> WHAT THE TASK ASKS: Copy out the part of the material that opens with the line containing "Identify the electrical" and closes with the line containing "(1038, 520)", including both of those lines. Leave the pictures out of the answer.

> DATA IN THIS EXERCISE:
┏━━

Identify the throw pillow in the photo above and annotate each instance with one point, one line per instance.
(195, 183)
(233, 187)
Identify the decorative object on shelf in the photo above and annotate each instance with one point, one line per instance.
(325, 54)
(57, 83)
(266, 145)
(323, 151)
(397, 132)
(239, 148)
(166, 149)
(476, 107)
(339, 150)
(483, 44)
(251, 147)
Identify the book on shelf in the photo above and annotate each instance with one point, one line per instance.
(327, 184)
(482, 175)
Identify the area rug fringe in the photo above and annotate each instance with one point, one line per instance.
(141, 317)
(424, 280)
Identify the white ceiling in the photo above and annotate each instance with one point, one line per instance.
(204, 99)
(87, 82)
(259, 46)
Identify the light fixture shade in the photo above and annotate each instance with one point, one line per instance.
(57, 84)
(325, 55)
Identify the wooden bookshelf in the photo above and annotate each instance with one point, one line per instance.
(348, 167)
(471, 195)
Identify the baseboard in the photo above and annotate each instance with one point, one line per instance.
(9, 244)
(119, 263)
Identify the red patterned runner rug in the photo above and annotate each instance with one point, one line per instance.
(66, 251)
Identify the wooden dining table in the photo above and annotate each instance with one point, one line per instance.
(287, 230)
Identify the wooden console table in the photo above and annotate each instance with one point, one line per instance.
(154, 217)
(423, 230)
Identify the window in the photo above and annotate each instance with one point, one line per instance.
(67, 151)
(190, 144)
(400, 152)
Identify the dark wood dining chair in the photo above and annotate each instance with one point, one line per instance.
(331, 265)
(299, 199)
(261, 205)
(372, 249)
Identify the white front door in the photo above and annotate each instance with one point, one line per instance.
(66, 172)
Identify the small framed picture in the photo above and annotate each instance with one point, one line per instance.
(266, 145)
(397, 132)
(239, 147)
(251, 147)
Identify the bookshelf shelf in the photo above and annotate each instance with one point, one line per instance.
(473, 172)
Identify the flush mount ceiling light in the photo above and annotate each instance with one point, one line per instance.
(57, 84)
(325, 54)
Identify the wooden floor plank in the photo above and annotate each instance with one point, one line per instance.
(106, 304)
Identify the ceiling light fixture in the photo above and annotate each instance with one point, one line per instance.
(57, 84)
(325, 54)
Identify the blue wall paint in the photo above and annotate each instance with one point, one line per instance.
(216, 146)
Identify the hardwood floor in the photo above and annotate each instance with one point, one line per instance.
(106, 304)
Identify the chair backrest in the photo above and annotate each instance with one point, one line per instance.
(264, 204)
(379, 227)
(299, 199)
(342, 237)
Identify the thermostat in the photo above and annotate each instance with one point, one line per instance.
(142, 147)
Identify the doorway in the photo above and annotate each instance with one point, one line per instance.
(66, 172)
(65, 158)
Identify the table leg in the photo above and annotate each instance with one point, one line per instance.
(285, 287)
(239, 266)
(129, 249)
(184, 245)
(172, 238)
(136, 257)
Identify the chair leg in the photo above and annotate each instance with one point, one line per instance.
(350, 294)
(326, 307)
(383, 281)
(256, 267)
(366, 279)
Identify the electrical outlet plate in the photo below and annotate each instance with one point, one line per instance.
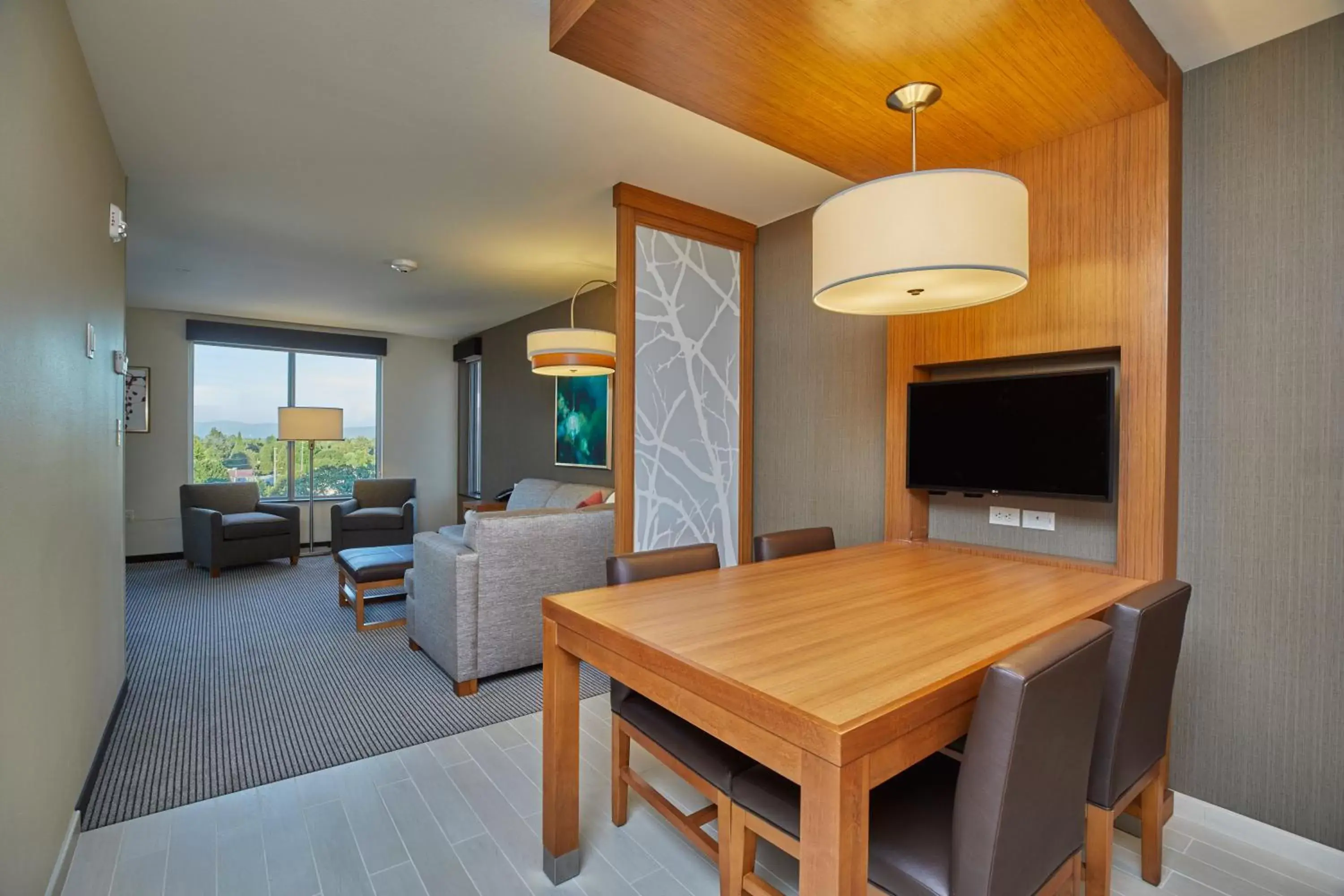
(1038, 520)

┗━━
┏━━

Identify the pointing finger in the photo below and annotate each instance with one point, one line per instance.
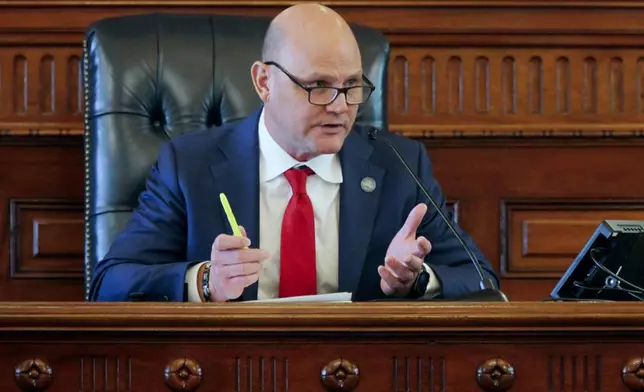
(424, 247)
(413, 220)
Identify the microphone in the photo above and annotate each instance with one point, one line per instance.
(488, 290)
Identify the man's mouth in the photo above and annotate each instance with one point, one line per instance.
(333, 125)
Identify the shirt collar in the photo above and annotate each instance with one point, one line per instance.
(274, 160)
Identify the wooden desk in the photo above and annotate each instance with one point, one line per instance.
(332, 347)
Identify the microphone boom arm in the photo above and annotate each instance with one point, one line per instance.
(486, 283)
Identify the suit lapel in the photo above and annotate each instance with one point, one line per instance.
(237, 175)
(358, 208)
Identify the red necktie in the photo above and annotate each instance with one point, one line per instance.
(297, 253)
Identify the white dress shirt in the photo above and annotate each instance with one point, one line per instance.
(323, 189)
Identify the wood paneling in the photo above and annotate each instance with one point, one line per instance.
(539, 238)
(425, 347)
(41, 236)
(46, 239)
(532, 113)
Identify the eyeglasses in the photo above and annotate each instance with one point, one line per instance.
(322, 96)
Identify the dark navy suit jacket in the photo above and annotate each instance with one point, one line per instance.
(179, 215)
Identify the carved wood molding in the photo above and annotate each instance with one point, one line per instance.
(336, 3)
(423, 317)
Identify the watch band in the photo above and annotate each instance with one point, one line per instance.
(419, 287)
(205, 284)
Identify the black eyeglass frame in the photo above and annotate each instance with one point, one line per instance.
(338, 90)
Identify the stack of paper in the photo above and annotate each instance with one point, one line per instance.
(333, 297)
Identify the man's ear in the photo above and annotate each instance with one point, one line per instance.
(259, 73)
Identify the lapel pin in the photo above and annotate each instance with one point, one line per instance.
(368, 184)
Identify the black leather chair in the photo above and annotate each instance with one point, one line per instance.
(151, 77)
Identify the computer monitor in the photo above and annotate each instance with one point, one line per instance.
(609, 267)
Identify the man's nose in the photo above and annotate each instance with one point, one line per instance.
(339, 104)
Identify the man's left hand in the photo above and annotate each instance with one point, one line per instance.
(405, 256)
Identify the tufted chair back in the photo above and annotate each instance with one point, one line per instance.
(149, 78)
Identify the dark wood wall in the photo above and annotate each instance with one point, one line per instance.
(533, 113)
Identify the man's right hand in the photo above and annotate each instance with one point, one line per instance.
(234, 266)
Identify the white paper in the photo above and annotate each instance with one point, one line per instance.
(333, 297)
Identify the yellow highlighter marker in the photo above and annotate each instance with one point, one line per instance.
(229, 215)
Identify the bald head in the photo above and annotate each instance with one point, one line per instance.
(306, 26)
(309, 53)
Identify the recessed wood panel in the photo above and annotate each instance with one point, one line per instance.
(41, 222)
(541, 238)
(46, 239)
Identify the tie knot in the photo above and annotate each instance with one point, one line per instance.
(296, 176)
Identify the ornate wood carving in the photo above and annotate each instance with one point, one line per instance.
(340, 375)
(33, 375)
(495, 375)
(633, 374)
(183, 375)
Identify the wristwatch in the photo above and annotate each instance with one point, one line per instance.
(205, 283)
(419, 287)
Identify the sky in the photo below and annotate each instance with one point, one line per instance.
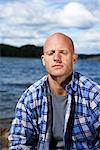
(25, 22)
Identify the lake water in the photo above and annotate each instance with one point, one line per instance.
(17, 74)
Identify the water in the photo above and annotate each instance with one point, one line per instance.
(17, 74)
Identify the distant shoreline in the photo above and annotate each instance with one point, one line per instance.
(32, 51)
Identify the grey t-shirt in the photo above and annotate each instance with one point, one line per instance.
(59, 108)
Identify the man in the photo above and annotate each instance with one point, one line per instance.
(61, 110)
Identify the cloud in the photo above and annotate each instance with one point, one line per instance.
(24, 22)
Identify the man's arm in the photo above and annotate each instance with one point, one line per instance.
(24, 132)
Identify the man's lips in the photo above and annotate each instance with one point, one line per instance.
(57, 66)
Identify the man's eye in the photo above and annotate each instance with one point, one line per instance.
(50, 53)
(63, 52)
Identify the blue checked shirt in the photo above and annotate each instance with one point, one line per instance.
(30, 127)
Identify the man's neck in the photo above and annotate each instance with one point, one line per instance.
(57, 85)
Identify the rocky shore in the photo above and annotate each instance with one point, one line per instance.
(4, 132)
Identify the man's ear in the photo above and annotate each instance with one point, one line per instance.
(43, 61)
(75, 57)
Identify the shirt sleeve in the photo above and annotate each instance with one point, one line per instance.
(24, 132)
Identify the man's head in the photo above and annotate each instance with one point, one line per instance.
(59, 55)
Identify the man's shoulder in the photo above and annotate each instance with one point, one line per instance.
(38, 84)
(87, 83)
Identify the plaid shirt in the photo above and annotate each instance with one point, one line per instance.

┗━━

> EXERCISE OUTPUT:
Identify the electrical outlet plate in the photo below and annotate each instance with one point, one line per instance.
(1038, 520)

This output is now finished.